─── Data for this task ───
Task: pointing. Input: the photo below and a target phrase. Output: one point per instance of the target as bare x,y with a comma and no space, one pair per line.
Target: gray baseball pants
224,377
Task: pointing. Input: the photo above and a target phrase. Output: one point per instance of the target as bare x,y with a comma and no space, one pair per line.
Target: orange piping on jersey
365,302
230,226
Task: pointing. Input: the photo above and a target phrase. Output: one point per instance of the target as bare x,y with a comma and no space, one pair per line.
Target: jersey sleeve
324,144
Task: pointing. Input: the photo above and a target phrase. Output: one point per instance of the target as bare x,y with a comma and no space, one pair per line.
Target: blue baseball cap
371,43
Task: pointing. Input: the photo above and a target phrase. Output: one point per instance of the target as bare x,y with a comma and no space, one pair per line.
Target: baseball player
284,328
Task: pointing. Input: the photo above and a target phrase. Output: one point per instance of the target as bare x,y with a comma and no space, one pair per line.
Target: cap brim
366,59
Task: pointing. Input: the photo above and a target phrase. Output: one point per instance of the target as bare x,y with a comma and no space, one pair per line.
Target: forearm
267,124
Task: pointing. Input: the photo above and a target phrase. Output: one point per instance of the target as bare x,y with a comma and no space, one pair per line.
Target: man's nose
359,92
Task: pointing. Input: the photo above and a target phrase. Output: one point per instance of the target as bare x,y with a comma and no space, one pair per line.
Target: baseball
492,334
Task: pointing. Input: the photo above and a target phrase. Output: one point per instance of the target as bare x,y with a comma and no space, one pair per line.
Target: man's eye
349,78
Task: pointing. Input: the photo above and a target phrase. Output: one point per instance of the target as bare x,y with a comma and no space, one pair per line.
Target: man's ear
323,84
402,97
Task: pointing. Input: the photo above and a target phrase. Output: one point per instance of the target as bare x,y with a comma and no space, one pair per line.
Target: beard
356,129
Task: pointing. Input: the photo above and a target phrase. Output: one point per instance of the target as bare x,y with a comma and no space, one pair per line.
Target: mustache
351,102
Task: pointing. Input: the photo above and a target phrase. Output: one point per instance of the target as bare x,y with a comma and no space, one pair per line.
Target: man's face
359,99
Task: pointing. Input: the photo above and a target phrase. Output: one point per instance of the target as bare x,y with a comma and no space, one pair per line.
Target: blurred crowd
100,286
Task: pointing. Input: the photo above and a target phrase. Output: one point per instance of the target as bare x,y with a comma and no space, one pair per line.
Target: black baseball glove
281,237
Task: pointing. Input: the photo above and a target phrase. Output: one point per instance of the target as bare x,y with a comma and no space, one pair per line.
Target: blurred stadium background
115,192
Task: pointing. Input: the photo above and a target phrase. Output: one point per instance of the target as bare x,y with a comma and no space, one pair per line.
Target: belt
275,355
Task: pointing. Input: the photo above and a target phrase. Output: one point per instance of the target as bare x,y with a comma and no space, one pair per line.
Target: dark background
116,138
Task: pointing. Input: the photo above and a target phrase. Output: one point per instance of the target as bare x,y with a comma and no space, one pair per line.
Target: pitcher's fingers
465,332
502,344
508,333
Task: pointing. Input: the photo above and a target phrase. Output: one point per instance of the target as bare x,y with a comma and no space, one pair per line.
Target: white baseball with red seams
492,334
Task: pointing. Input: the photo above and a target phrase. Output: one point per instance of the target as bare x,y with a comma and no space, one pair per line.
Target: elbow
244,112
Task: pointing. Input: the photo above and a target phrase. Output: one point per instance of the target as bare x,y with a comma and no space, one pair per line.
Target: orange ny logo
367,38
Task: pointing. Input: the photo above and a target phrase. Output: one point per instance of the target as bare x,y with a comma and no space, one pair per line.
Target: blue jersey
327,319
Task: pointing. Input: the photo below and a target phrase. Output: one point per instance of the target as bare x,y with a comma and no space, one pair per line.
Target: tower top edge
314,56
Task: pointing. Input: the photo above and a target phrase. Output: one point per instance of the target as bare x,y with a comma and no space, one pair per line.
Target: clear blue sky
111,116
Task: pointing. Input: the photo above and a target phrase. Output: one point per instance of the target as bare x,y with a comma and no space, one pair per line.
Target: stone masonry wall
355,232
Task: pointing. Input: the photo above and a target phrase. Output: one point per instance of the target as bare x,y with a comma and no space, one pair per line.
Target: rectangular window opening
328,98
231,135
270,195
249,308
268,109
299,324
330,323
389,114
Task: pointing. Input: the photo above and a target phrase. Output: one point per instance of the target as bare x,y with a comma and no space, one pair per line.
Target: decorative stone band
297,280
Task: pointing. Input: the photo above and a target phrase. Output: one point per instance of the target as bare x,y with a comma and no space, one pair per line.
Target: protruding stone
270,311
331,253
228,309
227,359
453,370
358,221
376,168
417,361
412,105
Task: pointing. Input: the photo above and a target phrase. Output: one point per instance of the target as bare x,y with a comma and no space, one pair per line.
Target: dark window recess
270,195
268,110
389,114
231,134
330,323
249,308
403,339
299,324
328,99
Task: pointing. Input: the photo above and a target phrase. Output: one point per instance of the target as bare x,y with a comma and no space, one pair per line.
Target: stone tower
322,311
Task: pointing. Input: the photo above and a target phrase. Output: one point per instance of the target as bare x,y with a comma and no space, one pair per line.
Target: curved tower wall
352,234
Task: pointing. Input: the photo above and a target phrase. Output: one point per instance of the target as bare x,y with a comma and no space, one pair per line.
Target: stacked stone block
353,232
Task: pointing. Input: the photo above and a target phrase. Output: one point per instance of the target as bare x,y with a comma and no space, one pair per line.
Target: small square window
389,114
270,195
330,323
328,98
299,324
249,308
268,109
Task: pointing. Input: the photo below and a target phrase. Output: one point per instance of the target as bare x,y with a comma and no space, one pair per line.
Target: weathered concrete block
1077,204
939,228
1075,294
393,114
───
Aim of the exercise: Word for word, copy out all the data given above.

Task answer:
Task: pointing. Input: the photo below and a target phrase. Output: one point per instance of the target as bare x,y with a comma and no space, one pair per line.
Target: gray baseball pants
224,377
Task: pointing. Input: the photo above and a target phrase. Output: one point per instance of the target as bare x,y with a comma and no space, one pair per line.
Target: orange piping on jersey
365,302
230,226
Task: pointing. Input: the photo above and a target phrase. Output: one point per instance of the target as bare x,y with a comma and no space, one pair per line.
Target: jersey sleeve
324,144
Task: pointing. Input: the photo above and a target phrase. Output: one point per instance of the target as bare x,y with a comma and no space, one pair per line.
Target: blue baseball cap
371,43
Task: pointing. Input: the photo above and a target phrase. Output: one point per instance of the target as bare x,y with a comma and no space, one pair per line.
Target: baseball player
284,328
Task: pointing. Input: the photo above and a target phrase. Output: one point per instance of the target as bare x,y with a comma and no space, one pair per line.
Target: cap brim
366,59
Task: pointing. Input: the photo above and a target phrase. Output: one point per instance of the target as bare x,y with a comma and no space, one pair per line.
Target: forearm
267,124
Task: pointing. Input: the photo above and a target phrase. Output: one point per instance of the target as bare x,y with a comma and no space, one pair per line.
Target: man's nose
359,92
Task: pointing. Input: the photo above and a target phrase. Output: one point per instance of the target as bare x,y with a comma and no space, one pair per line.
Target: baseball
492,334
Task: pointing. Input: the photo above and a target phrase. Output: one point per instance of the target as bare x,y with a comma and no space, one pair per line.
Target: man's eye
349,78
Task: pointing. Input: the photo above and a target phrase. Output: one point per instance of the target as bare x,y with a comma and no space, one pair per line.
Target: man's ear
323,84
402,97
Task: pointing. Input: the photo above and a target phrase. Output: one point per instance of the target as bare x,y with a comma and no space, one pair per line.
Target: beard
356,129
Task: pointing. Input: the photo above and a target phrase. Output: one point per instance of the target as bare x,y with a comma and no space, one pair per line.
Target: mustache
351,102
Task: pointing. Input: the photo above and a target phrase. Output: one point per instance of the target as bare x,y with a comma and no space, one pair per line.
Target: man's face
359,99
Task: pointing. Input: the photo above and a target phrase. Output: one point per instance of the target as bare x,y with a comma and no space, one pair per line.
Target: blurred crowd
100,286
Task: pointing. Input: the photo above and a target phrase. Output: one point per instance of the target as bare x,y with a comma and no space, one pair per line.
Target: black baseball glove
281,237
Task: pointing. Input: the photo above and a target phrase. Output: one point per instance of the target as bare x,y with a comma and no space, one pair per line.
Target: blurred stadium background
115,192
Task: pointing. Input: the photo above and a target phrase. Output: one point per instance of the target as bare x,y with a comma and no space, one pair per line.
Target: belt
275,355
Task: pointing. Input: the photo above and a target phrase. Output: one point per instance of the target as bare x,y with a comma and no space, one pair per line.
Target: dark background
116,138
Task: pointing. Input: the photo above and a target phrase. Output: one point per instance of the target as bare x,y with a comma and no space, one pair per line.
Target: pitcher's fingers
465,332
502,344
508,333
Task: pointing. Input: the photo above and a target phrase. Output: one point per instance of the target as bare x,y with a comma and no space, one pair per line.
Target: white baseball with red seams
492,334
Task: pointing. Input: the photo above and a target phrase. Output: one point per instance of the target as bare x,y with a comma and no space, one pair per line.
Target: elbow
244,112
Task: pointing. Input: the photo above and a target phrase. Output: one point per instance of the target as bare x,y with a comma and no space, one pair per line.
Target: orange ny logo
367,38
Task: pointing. Input: the photo above and a target phrase. Output: one point per instance of the target as bare x,y with a comma and no space, one pair per line.
Target: blue jersey
327,319
Task: pointing. Input: the photo below and a target phrase. Output: one point per instance of the target as bare x,y with a comma and no space, one pair per line.
Target: tower top edge
314,56
Task: pointing. Input: the photo above and a target phrase. Output: one point per instance of the target as bare x,y with a comma and no space, one pair per line.
Target: clear blue sky
111,116
Task: pointing. Input: the photo above and a target phrase. Output: one point per instance of the target as bare x,y with a comma and no space, one pair per line.
Target: stone masonry wall
355,232
Task: pointing. Input: the photo above and a target phrase. Output: one point per instance of the target as bare x,y with a comma and no space, one pair per line.
Target: rectangular window opening
328,98
231,135
270,195
249,308
268,109
299,324
330,323
389,114
Task: pointing. Input: the photo above and a target phrase. Output: one point per instance of the target as bare x,y with a comma and no space, one pair per line.
Target: decorative stone band
297,280
Task: pointing. Input: the photo above and a target phrase. Output: one point per instance of the target as bare x,y with a comma and no space, one pair per line.
Target: protruding stone
270,311
331,253
228,309
227,359
453,370
358,221
376,168
417,361
412,105
Task: pointing. Input: the photo above and a target phrase. Output: one point per instance of the target as bare x,y with a comma and no space, one pair per line.
Target: dark window recess
270,195
268,110
389,114
231,134
330,323
249,308
403,339
299,324
328,99
Task: pointing. Input: the photo above and a target phrase. Output: one point per instance of the target as bare x,y with a comma and no space, one pair per line.
Target: stone tower
322,311
Task: pointing. Input: the photo above and a target phrase. Output: one point per instance of the target as bare x,y with a comma and no space, one pair per line.
Target: curved tower wall
352,234
Task: pointing. Input: the photo above and a target phrase. Output: one point per instance of the target as bare x,y with a comma and no space, one pair per line.
Target: stacked stone block
353,232
Task: pointing. Input: the photo above and a target phrase. Output: one point per instance of the target as bare x,y with a comma and no space, one pair per line.
Target: small square window
389,114
270,195
330,323
328,98
299,324
249,308
268,109
Task: pointing. Input: the photo below and a target phrase. Output: one point per instance of the target as bare x,y with a comma and no space, one pair per line.
Target: weathered concrete block
1077,204
939,228
1075,294
393,114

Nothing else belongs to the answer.